** START OF Records supplied **

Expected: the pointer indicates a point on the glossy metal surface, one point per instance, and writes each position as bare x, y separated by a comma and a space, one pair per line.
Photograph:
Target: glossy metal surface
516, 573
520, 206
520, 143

** END OF Records supplied **

• _Your objective_:
Update the items by replacing "glossy metal surface" with "brushed steel panel" wherever it occurs, leaving every other part unchanged.

• _The solution_:
Expected: the pointer indicates a point on the brushed steel panel, one point per instance, and writes each position as bare x, y separated by a comma and a space, one pair per line.
Photograph:
Target: brushed steel panel
516, 573
520, 206
520, 143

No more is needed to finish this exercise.